Reproduce the items verbatim from the very beginning through the line containing "rough mask: <svg", including that line.

(Supplied entries)

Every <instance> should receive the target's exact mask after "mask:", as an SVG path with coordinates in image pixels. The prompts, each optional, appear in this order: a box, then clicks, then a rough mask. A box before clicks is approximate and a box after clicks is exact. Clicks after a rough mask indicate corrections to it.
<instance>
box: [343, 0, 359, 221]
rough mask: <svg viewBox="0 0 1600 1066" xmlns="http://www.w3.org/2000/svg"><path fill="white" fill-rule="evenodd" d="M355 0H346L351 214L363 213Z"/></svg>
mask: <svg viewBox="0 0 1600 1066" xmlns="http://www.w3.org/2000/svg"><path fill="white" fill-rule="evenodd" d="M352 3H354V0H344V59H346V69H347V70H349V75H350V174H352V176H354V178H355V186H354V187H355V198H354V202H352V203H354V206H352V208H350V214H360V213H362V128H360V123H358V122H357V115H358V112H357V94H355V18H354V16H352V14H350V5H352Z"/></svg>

(End Supplied entries)

### Answer to this exercise
Every <instance> should receive the target's exact mask after "mask:", as an SVG path with coordinates in image pixels. The prompts, each optional, appear in this order: a box, then clicks, then a rough mask. A box before clicks is approximate and a box after clicks is exact. Clicks after a rough mask indicate corrections to it.
<instance>
box: [343, 0, 359, 221]
rough mask: <svg viewBox="0 0 1600 1066" xmlns="http://www.w3.org/2000/svg"><path fill="white" fill-rule="evenodd" d="M355 0H346L351 214L363 213Z"/></svg>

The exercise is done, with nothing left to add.